(Assignment) In the records below, the part to copy starts at the line containing "Target: pink swimsuit strap" and goes to the last line; output it exactly, without pictures.

= = = =

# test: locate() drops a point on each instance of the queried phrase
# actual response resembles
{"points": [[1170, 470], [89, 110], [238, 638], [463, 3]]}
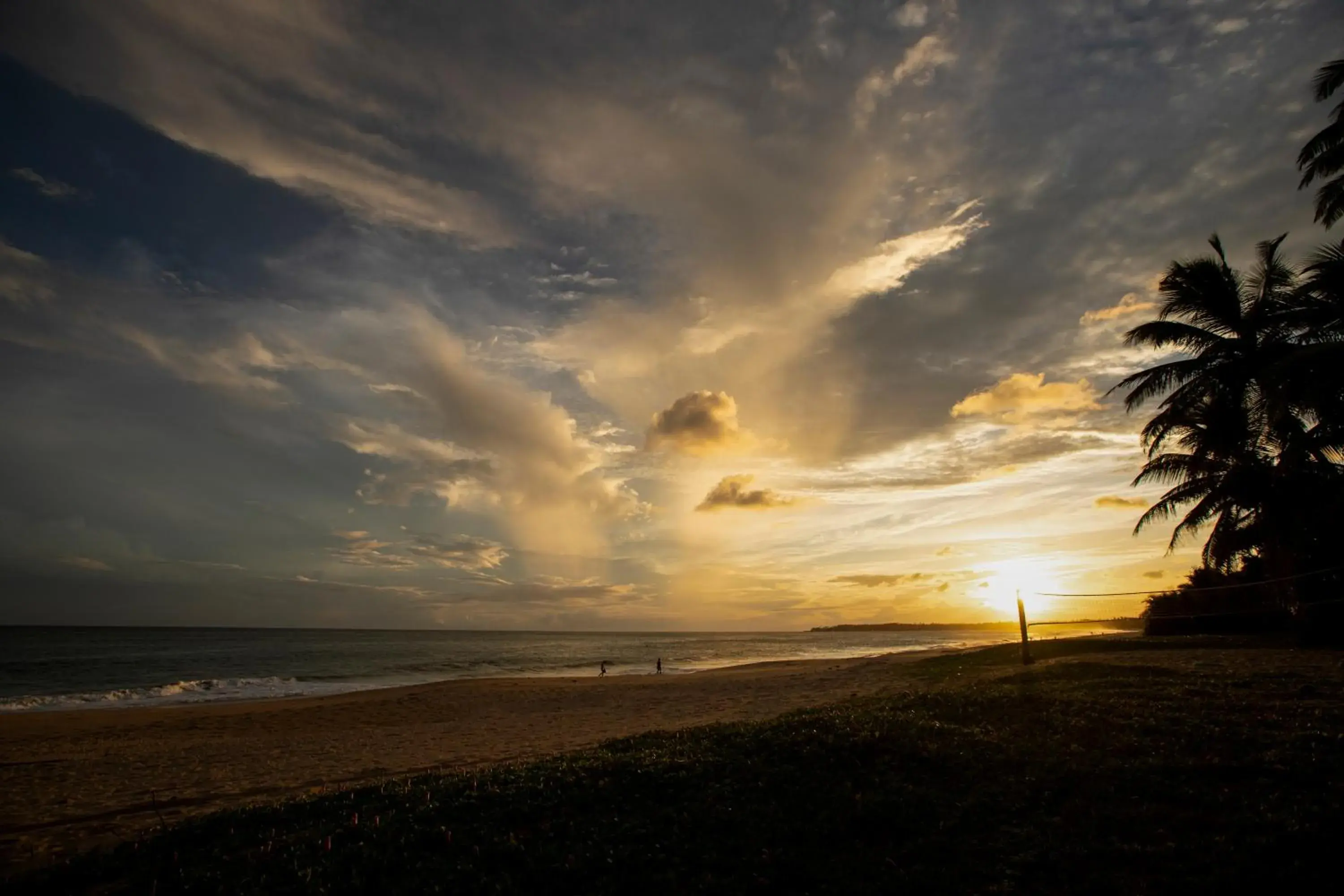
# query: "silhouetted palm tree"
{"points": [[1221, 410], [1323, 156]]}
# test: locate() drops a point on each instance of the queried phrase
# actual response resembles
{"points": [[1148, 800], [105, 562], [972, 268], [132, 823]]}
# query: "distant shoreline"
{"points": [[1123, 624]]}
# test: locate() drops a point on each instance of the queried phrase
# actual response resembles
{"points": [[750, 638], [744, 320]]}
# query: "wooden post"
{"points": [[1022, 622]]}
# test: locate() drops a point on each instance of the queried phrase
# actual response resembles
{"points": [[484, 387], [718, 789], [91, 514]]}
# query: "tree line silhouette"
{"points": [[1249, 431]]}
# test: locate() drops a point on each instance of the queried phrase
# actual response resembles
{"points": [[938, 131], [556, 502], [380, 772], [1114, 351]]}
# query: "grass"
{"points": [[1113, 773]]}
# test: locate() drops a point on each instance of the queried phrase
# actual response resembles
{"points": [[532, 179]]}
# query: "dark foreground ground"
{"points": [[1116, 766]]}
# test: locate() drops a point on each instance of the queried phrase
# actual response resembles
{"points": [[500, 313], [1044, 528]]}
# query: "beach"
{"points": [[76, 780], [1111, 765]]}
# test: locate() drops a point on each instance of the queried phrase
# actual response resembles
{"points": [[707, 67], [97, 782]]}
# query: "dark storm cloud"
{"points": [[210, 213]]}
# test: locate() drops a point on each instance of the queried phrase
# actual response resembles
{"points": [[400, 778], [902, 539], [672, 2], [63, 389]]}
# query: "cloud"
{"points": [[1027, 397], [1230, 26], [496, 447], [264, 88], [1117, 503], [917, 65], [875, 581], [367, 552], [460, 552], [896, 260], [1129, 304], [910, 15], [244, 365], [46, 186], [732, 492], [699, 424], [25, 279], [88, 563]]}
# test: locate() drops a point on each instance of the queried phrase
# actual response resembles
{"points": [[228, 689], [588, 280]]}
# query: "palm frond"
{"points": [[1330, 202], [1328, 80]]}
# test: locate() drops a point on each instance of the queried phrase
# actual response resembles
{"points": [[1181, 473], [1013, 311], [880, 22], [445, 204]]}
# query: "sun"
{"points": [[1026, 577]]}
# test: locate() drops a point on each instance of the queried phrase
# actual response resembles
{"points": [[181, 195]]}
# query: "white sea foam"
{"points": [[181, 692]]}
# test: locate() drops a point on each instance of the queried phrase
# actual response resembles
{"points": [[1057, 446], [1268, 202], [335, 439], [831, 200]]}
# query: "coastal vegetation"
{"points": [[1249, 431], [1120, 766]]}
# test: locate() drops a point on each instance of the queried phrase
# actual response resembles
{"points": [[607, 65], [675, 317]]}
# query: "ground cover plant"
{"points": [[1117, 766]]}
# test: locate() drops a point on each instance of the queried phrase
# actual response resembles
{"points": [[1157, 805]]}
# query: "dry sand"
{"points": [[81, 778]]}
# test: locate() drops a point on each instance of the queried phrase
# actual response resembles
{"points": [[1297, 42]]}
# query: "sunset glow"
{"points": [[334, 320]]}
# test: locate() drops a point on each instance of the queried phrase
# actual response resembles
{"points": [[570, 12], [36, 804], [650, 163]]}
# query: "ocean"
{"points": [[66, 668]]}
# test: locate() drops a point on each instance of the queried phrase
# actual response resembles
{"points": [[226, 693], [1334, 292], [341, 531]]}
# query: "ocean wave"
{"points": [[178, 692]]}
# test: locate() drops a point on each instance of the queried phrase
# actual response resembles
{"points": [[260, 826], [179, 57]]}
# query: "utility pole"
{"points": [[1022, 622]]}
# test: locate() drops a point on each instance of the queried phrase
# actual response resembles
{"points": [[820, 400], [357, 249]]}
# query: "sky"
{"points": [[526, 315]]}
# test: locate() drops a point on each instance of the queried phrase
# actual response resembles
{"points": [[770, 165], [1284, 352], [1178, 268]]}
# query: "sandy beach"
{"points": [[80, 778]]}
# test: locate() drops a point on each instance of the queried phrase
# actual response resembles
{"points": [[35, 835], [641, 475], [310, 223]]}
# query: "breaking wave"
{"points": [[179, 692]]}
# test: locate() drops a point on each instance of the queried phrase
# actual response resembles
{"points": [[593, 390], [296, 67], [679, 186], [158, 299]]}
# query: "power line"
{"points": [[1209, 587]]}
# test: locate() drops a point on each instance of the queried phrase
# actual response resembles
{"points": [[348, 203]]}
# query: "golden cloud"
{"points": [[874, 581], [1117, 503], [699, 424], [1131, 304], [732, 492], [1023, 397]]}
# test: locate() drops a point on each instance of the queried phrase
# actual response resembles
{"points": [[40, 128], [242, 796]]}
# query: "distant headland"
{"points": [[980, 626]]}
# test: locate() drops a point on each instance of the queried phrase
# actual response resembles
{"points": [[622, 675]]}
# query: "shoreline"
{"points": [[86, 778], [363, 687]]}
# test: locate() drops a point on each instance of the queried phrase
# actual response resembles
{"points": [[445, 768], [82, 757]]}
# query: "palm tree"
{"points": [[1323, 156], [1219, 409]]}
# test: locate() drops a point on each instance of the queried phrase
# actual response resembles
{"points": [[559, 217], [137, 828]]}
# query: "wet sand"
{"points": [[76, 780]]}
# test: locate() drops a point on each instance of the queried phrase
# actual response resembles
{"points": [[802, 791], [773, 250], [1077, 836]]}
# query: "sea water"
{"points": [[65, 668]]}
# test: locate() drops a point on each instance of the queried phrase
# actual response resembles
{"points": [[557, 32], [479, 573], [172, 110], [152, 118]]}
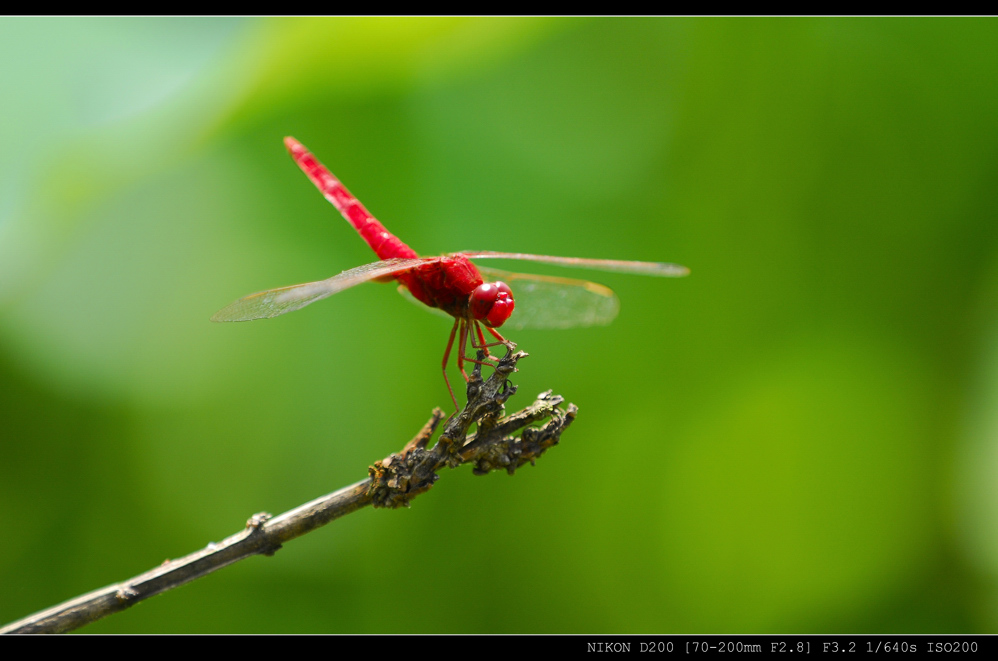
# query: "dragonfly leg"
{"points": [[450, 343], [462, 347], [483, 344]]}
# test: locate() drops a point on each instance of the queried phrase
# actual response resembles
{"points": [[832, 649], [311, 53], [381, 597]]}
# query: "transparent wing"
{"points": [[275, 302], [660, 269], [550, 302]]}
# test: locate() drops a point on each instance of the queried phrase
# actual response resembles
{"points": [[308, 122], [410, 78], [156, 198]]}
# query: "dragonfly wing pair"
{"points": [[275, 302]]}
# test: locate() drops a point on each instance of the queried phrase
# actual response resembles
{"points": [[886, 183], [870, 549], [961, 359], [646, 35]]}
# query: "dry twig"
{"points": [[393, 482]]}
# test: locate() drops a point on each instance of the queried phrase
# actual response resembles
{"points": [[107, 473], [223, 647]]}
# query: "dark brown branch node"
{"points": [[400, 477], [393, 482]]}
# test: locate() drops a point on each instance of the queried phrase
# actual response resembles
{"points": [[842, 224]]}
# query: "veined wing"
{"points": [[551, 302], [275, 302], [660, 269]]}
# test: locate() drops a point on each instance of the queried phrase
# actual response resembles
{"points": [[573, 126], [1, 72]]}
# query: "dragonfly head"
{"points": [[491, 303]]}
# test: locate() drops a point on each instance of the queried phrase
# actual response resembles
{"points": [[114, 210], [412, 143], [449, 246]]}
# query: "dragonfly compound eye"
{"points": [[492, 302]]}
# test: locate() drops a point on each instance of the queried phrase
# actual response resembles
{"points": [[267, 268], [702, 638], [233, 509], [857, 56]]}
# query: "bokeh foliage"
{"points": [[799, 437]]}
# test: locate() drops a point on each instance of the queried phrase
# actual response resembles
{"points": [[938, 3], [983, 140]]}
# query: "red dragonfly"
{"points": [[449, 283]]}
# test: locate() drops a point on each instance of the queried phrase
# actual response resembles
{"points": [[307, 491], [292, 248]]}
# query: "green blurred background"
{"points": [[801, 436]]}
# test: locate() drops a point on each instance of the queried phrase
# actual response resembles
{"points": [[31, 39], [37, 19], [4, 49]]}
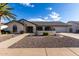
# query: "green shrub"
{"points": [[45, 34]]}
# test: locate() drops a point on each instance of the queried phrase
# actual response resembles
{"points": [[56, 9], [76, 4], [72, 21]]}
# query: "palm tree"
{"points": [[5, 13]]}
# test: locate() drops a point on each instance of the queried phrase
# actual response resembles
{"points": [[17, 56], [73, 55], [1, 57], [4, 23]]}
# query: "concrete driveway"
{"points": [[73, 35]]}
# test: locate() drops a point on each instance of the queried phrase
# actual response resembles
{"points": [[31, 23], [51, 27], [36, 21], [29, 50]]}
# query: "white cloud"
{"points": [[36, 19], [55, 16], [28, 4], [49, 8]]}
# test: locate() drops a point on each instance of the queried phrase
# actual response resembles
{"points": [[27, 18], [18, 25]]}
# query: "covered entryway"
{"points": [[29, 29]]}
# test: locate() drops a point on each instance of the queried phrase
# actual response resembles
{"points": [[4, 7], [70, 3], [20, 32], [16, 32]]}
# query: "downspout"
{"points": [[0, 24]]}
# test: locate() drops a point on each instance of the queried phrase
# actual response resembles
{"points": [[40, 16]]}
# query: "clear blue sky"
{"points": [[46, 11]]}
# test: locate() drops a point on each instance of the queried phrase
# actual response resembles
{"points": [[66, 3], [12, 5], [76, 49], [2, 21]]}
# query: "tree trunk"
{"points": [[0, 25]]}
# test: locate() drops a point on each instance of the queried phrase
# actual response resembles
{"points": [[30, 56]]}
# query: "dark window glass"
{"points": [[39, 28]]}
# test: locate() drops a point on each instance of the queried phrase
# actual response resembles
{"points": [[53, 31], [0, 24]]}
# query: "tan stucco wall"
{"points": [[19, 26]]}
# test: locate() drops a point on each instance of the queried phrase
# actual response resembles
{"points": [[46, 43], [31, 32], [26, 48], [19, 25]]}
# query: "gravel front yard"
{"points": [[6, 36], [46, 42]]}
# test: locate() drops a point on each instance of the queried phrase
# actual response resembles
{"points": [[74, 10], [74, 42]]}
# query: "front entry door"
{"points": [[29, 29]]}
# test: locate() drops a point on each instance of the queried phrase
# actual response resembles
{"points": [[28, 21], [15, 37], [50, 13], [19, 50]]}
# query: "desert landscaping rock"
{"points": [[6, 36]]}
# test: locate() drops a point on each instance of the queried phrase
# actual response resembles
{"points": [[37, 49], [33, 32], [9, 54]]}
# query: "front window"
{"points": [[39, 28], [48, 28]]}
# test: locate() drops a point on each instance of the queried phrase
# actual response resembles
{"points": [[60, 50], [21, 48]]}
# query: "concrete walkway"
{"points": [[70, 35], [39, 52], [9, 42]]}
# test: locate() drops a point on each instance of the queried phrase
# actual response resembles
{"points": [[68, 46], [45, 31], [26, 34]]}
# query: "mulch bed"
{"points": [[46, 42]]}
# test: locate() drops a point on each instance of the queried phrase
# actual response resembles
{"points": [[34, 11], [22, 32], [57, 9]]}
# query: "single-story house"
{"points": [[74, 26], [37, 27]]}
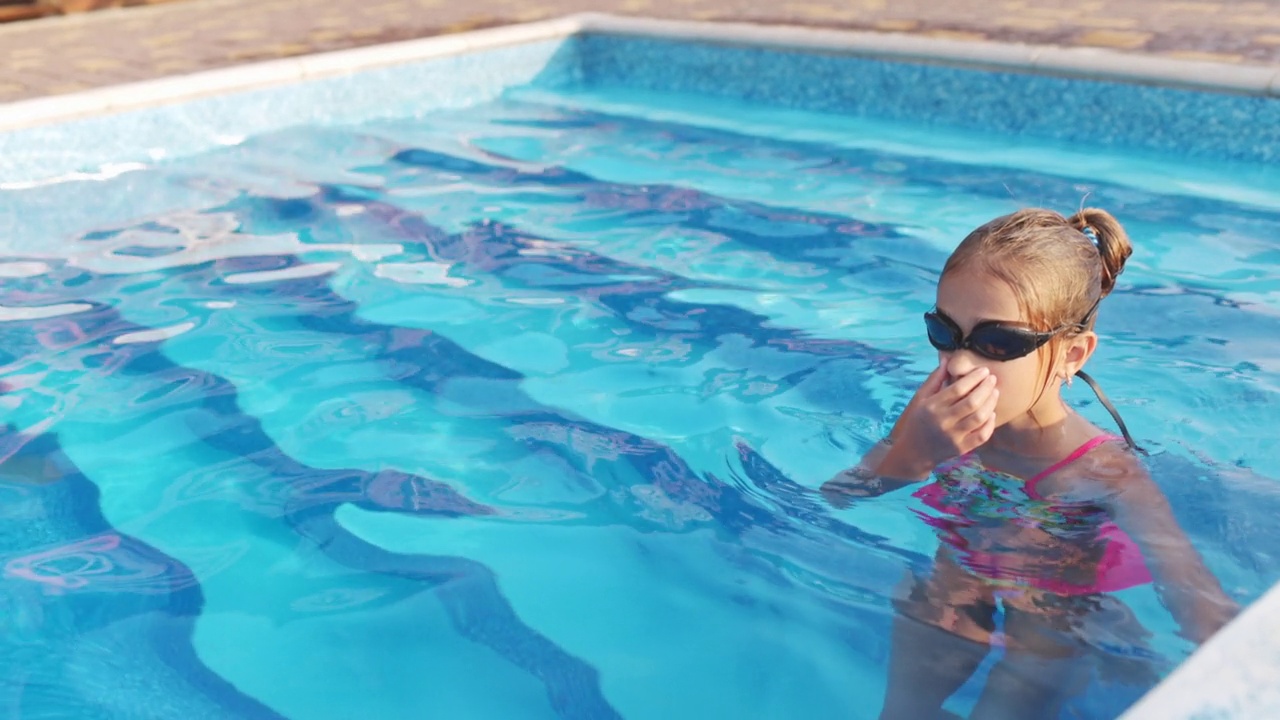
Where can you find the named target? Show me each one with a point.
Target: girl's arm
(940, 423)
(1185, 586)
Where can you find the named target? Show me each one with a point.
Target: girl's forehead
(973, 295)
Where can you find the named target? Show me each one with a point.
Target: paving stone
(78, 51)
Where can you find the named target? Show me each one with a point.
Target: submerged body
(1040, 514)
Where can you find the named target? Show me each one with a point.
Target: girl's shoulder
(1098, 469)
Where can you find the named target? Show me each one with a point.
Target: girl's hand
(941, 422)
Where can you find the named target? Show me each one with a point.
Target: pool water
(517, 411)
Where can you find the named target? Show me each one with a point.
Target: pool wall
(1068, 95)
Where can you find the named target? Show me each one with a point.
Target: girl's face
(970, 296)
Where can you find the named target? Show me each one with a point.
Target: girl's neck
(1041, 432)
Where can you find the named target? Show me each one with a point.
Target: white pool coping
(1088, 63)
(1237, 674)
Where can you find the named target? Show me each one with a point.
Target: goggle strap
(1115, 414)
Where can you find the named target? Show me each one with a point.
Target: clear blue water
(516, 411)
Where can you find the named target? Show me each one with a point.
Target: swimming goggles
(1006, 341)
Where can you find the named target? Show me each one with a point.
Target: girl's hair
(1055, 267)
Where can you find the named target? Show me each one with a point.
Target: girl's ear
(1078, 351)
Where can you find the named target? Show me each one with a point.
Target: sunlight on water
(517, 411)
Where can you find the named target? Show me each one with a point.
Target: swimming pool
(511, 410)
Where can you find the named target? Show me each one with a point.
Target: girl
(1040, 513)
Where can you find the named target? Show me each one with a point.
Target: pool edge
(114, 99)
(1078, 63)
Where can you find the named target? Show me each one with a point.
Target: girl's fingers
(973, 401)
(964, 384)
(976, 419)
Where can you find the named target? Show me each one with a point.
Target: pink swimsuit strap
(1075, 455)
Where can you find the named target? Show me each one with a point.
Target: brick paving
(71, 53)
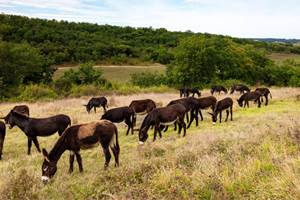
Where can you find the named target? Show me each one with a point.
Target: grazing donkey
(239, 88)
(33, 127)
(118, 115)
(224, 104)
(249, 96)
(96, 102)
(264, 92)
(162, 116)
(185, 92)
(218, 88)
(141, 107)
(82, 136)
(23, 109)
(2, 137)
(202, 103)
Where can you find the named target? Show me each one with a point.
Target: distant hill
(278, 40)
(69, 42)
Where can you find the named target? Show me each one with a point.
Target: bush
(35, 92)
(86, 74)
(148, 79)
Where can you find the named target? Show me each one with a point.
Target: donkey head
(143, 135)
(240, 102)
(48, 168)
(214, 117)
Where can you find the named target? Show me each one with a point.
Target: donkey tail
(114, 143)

= = = =

(The completed task)
Target: pink swimsuit strap
(1075, 455)
Where can you find the named target? Show me each one with a point.
Target: brick paving
(71, 53)
Where can you find the named target? Show me each one with a point.
Target: grazing donkey
(239, 88)
(33, 127)
(118, 115)
(224, 104)
(249, 96)
(96, 102)
(264, 92)
(162, 116)
(185, 92)
(218, 88)
(141, 107)
(82, 136)
(23, 109)
(2, 137)
(202, 103)
Where can you find the named target? Show me each one with a point.
Target: distant hill
(278, 40)
(69, 42)
Where can you find the named target? Show me each one with a point.
Target: bush
(35, 92)
(86, 74)
(148, 79)
Where can you find the named target? Show me each one with a point.
Target: donkey head
(143, 135)
(240, 102)
(48, 168)
(214, 117)
Where can you find the named target? Show me each one with a point.
Target: donkey tail
(114, 143)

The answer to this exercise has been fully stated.